» **Aim of the exercise**: Copy each line below holding "surface".

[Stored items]
---*---

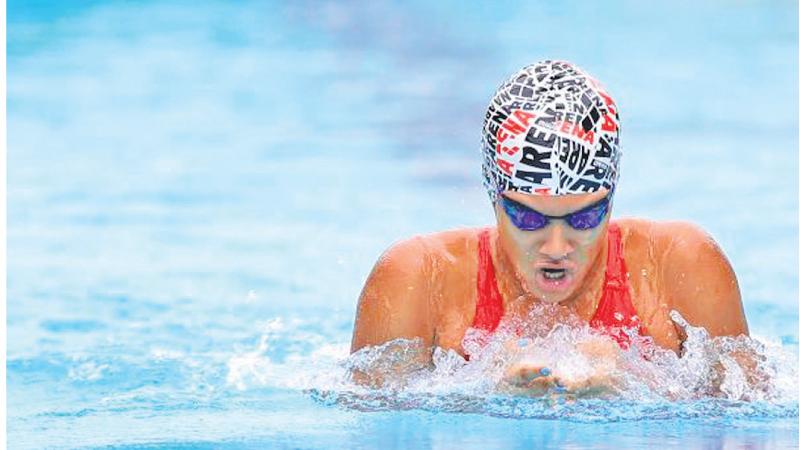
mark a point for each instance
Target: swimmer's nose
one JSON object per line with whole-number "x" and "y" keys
{"x": 556, "y": 245}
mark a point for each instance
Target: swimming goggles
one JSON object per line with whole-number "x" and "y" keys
{"x": 528, "y": 219}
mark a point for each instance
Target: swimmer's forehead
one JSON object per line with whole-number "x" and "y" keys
{"x": 543, "y": 201}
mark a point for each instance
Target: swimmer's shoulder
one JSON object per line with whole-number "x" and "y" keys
{"x": 449, "y": 247}
{"x": 433, "y": 256}
{"x": 697, "y": 278}
{"x": 666, "y": 240}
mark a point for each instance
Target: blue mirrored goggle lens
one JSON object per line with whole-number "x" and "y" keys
{"x": 587, "y": 219}
{"x": 524, "y": 218}
{"x": 527, "y": 219}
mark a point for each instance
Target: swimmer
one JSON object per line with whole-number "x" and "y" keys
{"x": 551, "y": 162}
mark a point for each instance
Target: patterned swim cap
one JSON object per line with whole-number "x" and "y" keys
{"x": 551, "y": 129}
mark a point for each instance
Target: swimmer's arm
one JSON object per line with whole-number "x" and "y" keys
{"x": 703, "y": 289}
{"x": 394, "y": 302}
{"x": 700, "y": 283}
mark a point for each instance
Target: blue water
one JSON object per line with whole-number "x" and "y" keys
{"x": 197, "y": 191}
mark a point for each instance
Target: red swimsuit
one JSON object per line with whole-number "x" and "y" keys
{"x": 614, "y": 311}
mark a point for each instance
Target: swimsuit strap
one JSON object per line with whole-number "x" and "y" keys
{"x": 489, "y": 305}
{"x": 615, "y": 309}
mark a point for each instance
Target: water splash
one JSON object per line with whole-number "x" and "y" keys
{"x": 715, "y": 378}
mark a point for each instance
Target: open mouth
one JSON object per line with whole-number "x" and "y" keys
{"x": 554, "y": 274}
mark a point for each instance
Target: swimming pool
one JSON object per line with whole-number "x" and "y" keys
{"x": 197, "y": 193}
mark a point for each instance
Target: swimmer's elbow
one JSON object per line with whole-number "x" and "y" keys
{"x": 394, "y": 302}
{"x": 702, "y": 284}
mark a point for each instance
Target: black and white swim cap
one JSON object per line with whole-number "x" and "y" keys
{"x": 551, "y": 129}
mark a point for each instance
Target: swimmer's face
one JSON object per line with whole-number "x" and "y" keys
{"x": 551, "y": 262}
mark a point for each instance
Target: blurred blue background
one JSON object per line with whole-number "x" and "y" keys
{"x": 182, "y": 173}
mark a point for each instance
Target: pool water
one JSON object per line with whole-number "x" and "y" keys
{"x": 197, "y": 192}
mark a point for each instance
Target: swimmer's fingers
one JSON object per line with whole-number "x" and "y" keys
{"x": 524, "y": 375}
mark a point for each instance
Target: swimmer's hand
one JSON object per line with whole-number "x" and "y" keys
{"x": 533, "y": 375}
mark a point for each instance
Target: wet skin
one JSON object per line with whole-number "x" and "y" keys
{"x": 425, "y": 286}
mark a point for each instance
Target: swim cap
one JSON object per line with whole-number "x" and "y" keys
{"x": 550, "y": 129}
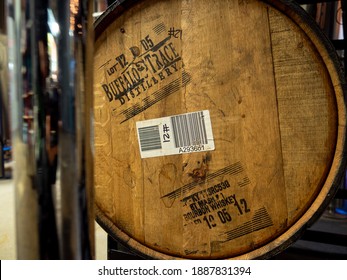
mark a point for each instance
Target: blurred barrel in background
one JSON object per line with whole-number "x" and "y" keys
{"x": 219, "y": 126}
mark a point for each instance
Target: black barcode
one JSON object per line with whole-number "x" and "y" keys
{"x": 149, "y": 138}
{"x": 189, "y": 129}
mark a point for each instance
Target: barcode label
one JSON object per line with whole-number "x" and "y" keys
{"x": 186, "y": 133}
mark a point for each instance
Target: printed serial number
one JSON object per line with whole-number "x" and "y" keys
{"x": 189, "y": 149}
{"x": 213, "y": 270}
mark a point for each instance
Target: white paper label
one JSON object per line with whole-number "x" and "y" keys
{"x": 186, "y": 133}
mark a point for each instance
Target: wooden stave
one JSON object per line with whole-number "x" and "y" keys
{"x": 336, "y": 172}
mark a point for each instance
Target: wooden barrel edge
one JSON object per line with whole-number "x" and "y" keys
{"x": 338, "y": 166}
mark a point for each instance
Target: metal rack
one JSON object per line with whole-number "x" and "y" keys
{"x": 327, "y": 238}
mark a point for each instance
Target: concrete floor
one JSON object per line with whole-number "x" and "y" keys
{"x": 7, "y": 226}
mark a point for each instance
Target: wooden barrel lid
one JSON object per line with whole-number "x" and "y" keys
{"x": 219, "y": 126}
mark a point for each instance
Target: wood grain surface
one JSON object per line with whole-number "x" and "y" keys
{"x": 275, "y": 96}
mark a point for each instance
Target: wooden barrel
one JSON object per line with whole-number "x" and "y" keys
{"x": 219, "y": 126}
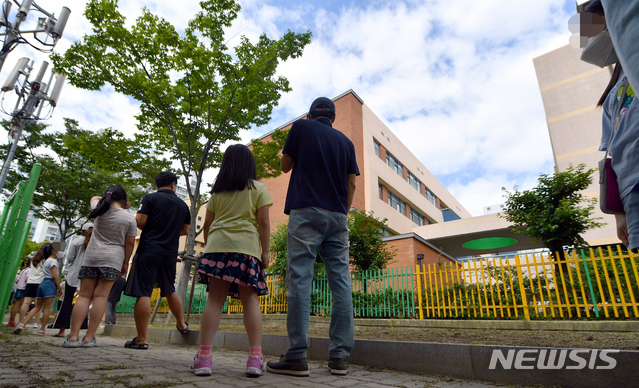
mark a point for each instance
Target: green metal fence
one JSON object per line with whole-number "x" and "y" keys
{"x": 14, "y": 232}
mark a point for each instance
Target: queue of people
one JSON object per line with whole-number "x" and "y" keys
{"x": 616, "y": 46}
{"x": 237, "y": 235}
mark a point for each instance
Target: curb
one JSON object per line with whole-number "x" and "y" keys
{"x": 581, "y": 368}
{"x": 324, "y": 322}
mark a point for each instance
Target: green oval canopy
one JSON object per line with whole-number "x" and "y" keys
{"x": 490, "y": 243}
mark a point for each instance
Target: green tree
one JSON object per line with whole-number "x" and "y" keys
{"x": 555, "y": 212}
{"x": 194, "y": 93}
{"x": 367, "y": 251}
{"x": 29, "y": 248}
{"x": 279, "y": 253}
{"x": 67, "y": 180}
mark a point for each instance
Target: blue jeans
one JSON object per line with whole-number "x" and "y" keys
{"x": 310, "y": 230}
{"x": 631, "y": 207}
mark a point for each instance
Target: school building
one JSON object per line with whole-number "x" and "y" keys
{"x": 393, "y": 183}
{"x": 570, "y": 89}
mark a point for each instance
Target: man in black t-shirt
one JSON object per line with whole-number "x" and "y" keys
{"x": 163, "y": 218}
{"x": 320, "y": 194}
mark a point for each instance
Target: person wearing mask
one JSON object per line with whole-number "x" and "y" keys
{"x": 620, "y": 128}
{"x": 49, "y": 253}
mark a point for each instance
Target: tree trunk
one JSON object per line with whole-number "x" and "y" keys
{"x": 183, "y": 282}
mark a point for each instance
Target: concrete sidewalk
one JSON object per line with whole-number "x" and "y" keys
{"x": 29, "y": 360}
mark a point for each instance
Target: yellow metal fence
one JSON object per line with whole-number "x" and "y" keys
{"x": 582, "y": 284}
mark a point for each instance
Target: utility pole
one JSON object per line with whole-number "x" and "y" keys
{"x": 50, "y": 25}
{"x": 32, "y": 95}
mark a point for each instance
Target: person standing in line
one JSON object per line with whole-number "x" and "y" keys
{"x": 50, "y": 285}
{"x": 31, "y": 289}
{"x": 237, "y": 234}
{"x": 110, "y": 317}
{"x": 163, "y": 217}
{"x": 107, "y": 256}
{"x": 18, "y": 297}
{"x": 75, "y": 258}
{"x": 320, "y": 194}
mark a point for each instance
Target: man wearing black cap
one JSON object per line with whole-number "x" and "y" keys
{"x": 320, "y": 193}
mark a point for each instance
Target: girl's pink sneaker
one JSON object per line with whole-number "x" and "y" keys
{"x": 255, "y": 366}
{"x": 202, "y": 365}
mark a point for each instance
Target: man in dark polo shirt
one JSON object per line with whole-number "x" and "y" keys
{"x": 319, "y": 196}
{"x": 163, "y": 218}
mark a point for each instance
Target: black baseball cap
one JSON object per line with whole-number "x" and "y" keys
{"x": 322, "y": 105}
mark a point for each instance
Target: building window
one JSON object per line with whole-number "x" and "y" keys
{"x": 449, "y": 215}
{"x": 431, "y": 197}
{"x": 395, "y": 164}
{"x": 416, "y": 217}
{"x": 396, "y": 203}
{"x": 417, "y": 185}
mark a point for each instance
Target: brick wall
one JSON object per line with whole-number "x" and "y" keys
{"x": 407, "y": 250}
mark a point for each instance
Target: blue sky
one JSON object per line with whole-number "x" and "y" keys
{"x": 453, "y": 79}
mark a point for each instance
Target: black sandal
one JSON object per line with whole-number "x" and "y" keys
{"x": 185, "y": 330}
{"x": 134, "y": 345}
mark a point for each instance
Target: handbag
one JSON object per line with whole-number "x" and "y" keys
{"x": 609, "y": 196}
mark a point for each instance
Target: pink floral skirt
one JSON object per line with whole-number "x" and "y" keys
{"x": 236, "y": 268}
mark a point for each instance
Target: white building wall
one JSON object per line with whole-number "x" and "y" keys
{"x": 377, "y": 171}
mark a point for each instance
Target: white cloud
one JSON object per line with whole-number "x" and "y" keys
{"x": 457, "y": 75}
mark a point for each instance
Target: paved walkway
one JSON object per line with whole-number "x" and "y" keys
{"x": 29, "y": 360}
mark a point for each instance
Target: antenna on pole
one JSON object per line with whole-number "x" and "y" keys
{"x": 15, "y": 73}
{"x": 32, "y": 95}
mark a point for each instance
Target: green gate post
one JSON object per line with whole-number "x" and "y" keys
{"x": 592, "y": 291}
{"x": 7, "y": 235}
{"x": 23, "y": 204}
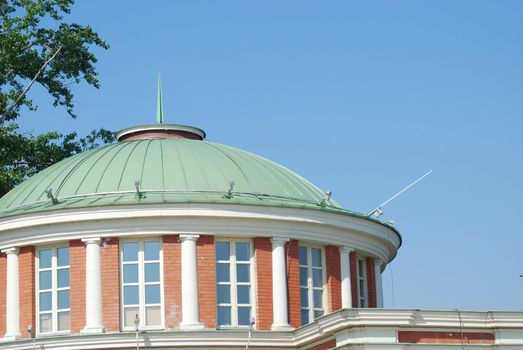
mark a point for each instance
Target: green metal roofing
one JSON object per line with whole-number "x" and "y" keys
{"x": 171, "y": 170}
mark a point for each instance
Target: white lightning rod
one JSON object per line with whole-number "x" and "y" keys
{"x": 378, "y": 208}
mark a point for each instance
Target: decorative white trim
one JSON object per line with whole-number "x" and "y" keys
{"x": 371, "y": 329}
{"x": 372, "y": 238}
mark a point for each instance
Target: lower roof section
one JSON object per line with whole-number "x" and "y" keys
{"x": 360, "y": 329}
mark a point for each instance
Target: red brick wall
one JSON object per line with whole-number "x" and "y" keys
{"x": 27, "y": 288}
{"x": 332, "y": 258}
{"x": 77, "y": 264}
{"x": 3, "y": 283}
{"x": 445, "y": 337}
{"x": 110, "y": 259}
{"x": 329, "y": 344}
{"x": 353, "y": 278}
{"x": 172, "y": 289}
{"x": 371, "y": 282}
{"x": 263, "y": 257}
{"x": 206, "y": 280}
{"x": 293, "y": 283}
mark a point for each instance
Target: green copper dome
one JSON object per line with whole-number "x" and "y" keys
{"x": 162, "y": 170}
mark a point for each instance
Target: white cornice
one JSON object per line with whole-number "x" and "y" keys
{"x": 508, "y": 327}
{"x": 233, "y": 220}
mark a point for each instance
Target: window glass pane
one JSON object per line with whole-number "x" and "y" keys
{"x": 63, "y": 299}
{"x": 62, "y": 256}
{"x": 224, "y": 315}
{"x": 224, "y": 294}
{"x": 152, "y": 272}
{"x": 244, "y": 293}
{"x": 153, "y": 316}
{"x": 316, "y": 257}
{"x": 244, "y": 315}
{"x": 222, "y": 273}
{"x": 304, "y": 297}
{"x": 129, "y": 315}
{"x": 304, "y": 317}
{"x": 64, "y": 321}
{"x": 243, "y": 251}
{"x": 45, "y": 301}
{"x": 44, "y": 258}
{"x": 130, "y": 273}
{"x": 152, "y": 294}
{"x": 63, "y": 278}
{"x": 317, "y": 279}
{"x": 303, "y": 256}
{"x": 151, "y": 250}
{"x": 223, "y": 251}
{"x": 130, "y": 251}
{"x": 243, "y": 272}
{"x": 318, "y": 298}
{"x": 44, "y": 280}
{"x": 46, "y": 323}
{"x": 303, "y": 276}
{"x": 130, "y": 295}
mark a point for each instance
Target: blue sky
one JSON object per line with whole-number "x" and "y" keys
{"x": 358, "y": 97}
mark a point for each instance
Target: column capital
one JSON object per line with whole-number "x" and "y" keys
{"x": 93, "y": 240}
{"x": 11, "y": 250}
{"x": 189, "y": 237}
{"x": 345, "y": 249}
{"x": 279, "y": 240}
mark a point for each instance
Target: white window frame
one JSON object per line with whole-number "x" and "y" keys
{"x": 141, "y": 284}
{"x": 54, "y": 289}
{"x": 361, "y": 276}
{"x": 310, "y": 286}
{"x": 233, "y": 282}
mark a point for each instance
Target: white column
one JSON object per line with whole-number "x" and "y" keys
{"x": 346, "y": 292}
{"x": 279, "y": 285}
{"x": 379, "y": 285}
{"x": 93, "y": 287}
{"x": 190, "y": 318}
{"x": 12, "y": 304}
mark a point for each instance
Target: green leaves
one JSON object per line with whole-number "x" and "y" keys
{"x": 23, "y": 155}
{"x": 26, "y": 44}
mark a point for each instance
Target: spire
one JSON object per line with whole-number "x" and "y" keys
{"x": 159, "y": 102}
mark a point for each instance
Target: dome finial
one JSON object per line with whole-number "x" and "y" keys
{"x": 159, "y": 102}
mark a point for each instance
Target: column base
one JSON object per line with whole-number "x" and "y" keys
{"x": 284, "y": 327}
{"x": 93, "y": 330}
{"x": 191, "y": 326}
{"x": 7, "y": 338}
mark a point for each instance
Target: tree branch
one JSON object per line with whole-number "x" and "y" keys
{"x": 13, "y": 105}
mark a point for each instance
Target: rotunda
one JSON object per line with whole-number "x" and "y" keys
{"x": 166, "y": 240}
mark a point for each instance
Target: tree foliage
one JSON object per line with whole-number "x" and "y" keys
{"x": 38, "y": 47}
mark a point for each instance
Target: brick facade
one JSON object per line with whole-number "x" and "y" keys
{"x": 26, "y": 266}
{"x": 110, "y": 260}
{"x": 293, "y": 283}
{"x": 332, "y": 258}
{"x": 77, "y": 278}
{"x": 206, "y": 280}
{"x": 371, "y": 282}
{"x": 172, "y": 279}
{"x": 353, "y": 278}
{"x": 263, "y": 259}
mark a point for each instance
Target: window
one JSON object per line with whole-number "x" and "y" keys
{"x": 362, "y": 283}
{"x": 233, "y": 283}
{"x": 142, "y": 283}
{"x": 53, "y": 285}
{"x": 312, "y": 281}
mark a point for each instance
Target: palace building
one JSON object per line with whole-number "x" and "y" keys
{"x": 165, "y": 240}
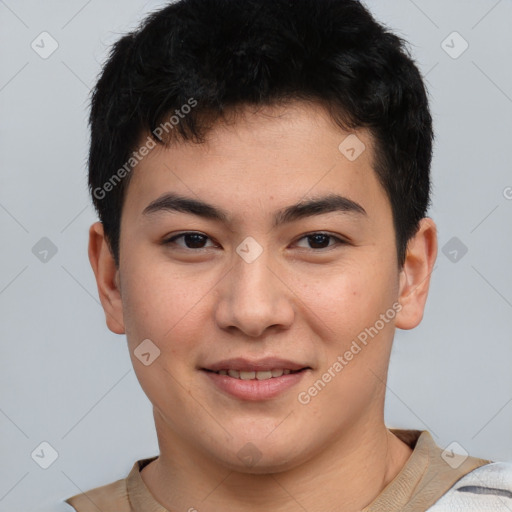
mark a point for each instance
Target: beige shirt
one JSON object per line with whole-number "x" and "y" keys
{"x": 420, "y": 483}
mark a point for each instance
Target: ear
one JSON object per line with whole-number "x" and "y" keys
{"x": 415, "y": 274}
{"x": 107, "y": 278}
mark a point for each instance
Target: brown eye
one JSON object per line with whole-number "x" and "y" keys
{"x": 191, "y": 240}
{"x": 321, "y": 240}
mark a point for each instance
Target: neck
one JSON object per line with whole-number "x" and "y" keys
{"x": 348, "y": 475}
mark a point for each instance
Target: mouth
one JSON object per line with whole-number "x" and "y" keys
{"x": 274, "y": 373}
{"x": 259, "y": 380}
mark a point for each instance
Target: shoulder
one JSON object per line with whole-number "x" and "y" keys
{"x": 489, "y": 487}
{"x": 112, "y": 496}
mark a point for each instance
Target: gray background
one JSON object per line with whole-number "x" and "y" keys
{"x": 65, "y": 379}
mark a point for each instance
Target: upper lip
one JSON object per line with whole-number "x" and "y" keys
{"x": 242, "y": 364}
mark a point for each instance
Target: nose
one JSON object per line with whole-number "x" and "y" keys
{"x": 254, "y": 297}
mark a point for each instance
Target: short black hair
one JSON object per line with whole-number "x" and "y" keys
{"x": 194, "y": 61}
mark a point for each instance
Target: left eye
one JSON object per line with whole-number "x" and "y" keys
{"x": 197, "y": 240}
{"x": 320, "y": 239}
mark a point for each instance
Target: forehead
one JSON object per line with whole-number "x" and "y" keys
{"x": 256, "y": 158}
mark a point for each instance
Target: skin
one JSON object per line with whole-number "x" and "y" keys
{"x": 203, "y": 303}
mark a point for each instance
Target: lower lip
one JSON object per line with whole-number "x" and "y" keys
{"x": 255, "y": 389}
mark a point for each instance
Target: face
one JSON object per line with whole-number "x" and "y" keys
{"x": 269, "y": 319}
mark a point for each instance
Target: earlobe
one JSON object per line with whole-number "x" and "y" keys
{"x": 107, "y": 278}
{"x": 415, "y": 274}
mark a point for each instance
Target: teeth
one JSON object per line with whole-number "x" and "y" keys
{"x": 264, "y": 375}
{"x": 261, "y": 375}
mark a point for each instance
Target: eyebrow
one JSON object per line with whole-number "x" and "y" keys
{"x": 171, "y": 202}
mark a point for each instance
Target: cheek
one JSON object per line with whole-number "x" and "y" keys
{"x": 352, "y": 297}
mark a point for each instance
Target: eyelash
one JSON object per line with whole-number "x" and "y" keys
{"x": 339, "y": 241}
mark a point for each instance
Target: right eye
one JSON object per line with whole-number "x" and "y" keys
{"x": 192, "y": 240}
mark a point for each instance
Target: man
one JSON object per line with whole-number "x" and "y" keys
{"x": 261, "y": 173}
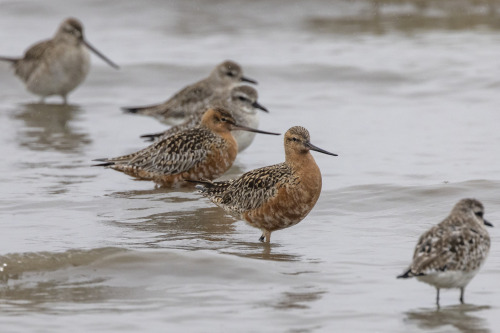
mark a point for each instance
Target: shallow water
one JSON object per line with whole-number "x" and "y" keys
{"x": 411, "y": 110}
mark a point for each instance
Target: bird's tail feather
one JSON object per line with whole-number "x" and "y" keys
{"x": 9, "y": 59}
{"x": 151, "y": 137}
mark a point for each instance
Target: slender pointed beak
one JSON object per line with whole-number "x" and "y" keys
{"x": 102, "y": 56}
{"x": 259, "y": 106}
{"x": 313, "y": 147}
{"x": 245, "y": 79}
{"x": 237, "y": 127}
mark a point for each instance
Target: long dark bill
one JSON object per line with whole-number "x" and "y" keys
{"x": 313, "y": 147}
{"x": 249, "y": 129}
{"x": 102, "y": 56}
{"x": 245, "y": 79}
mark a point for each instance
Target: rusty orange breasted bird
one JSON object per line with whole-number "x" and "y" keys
{"x": 277, "y": 196}
{"x": 203, "y": 152}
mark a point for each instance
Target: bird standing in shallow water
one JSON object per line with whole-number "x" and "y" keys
{"x": 277, "y": 196}
{"x": 58, "y": 65}
{"x": 451, "y": 253}
{"x": 241, "y": 101}
{"x": 194, "y": 97}
{"x": 203, "y": 152}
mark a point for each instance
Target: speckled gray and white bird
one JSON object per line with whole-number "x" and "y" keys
{"x": 196, "y": 96}
{"x": 58, "y": 65}
{"x": 241, "y": 101}
{"x": 277, "y": 196}
{"x": 202, "y": 152}
{"x": 451, "y": 253}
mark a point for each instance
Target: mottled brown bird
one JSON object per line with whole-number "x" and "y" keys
{"x": 451, "y": 253}
{"x": 58, "y": 65}
{"x": 241, "y": 101}
{"x": 277, "y": 196}
{"x": 194, "y": 97}
{"x": 203, "y": 152}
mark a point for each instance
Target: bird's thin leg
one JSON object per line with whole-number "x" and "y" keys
{"x": 437, "y": 297}
{"x": 268, "y": 236}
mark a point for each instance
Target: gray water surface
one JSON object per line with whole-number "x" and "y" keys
{"x": 410, "y": 106}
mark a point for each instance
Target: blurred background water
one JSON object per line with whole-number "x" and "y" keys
{"x": 406, "y": 92}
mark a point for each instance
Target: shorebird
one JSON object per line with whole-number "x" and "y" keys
{"x": 194, "y": 97}
{"x": 58, "y": 65}
{"x": 273, "y": 197}
{"x": 450, "y": 254}
{"x": 203, "y": 152}
{"x": 241, "y": 101}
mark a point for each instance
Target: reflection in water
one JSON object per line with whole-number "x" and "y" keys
{"x": 184, "y": 222}
{"x": 47, "y": 127}
{"x": 298, "y": 300}
{"x": 459, "y": 316}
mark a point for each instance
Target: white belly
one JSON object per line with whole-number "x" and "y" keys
{"x": 61, "y": 72}
{"x": 448, "y": 279}
{"x": 245, "y": 138}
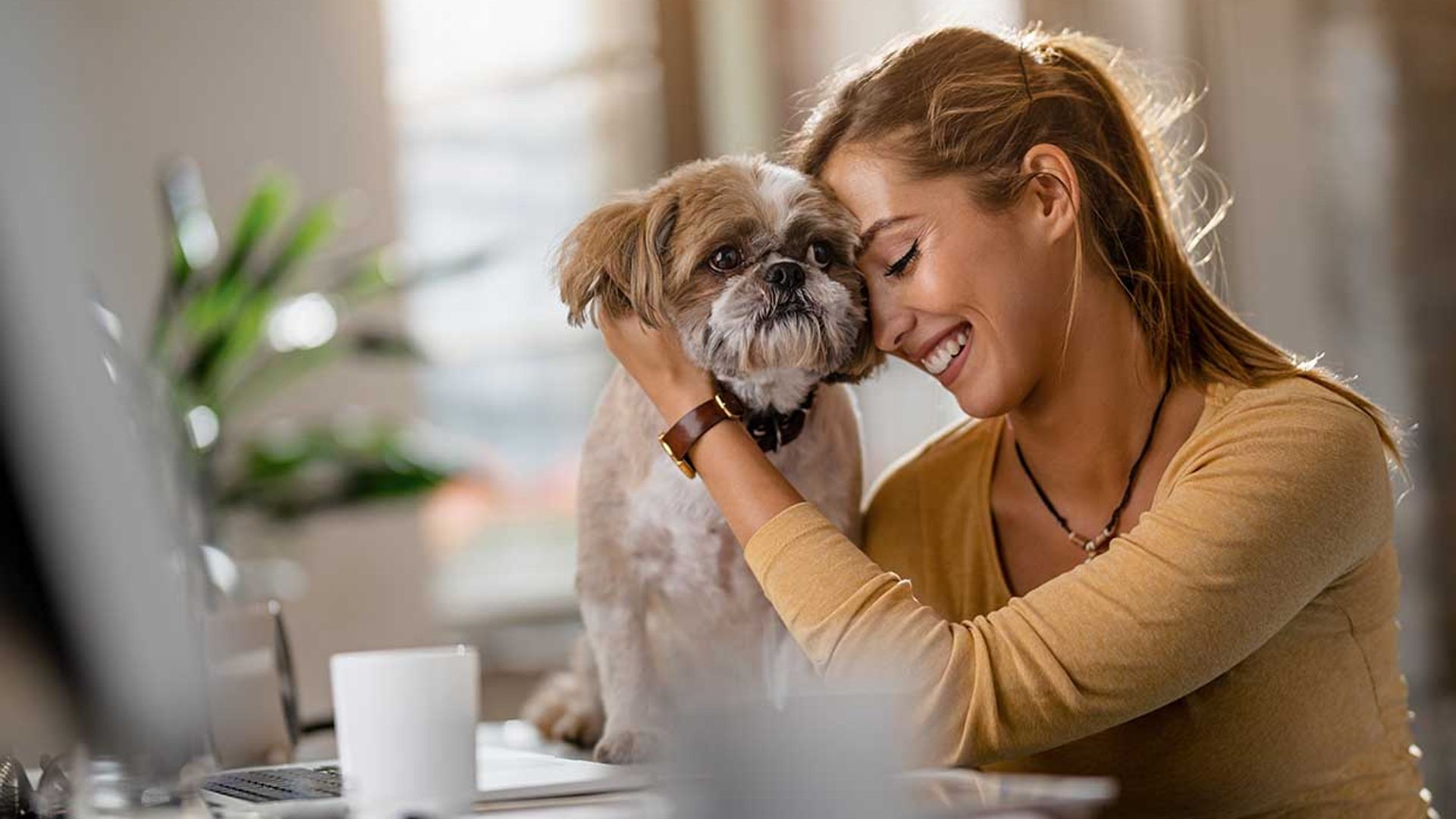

---*---

» **Answer space**:
Target: wood grain surface
Target: gray water surface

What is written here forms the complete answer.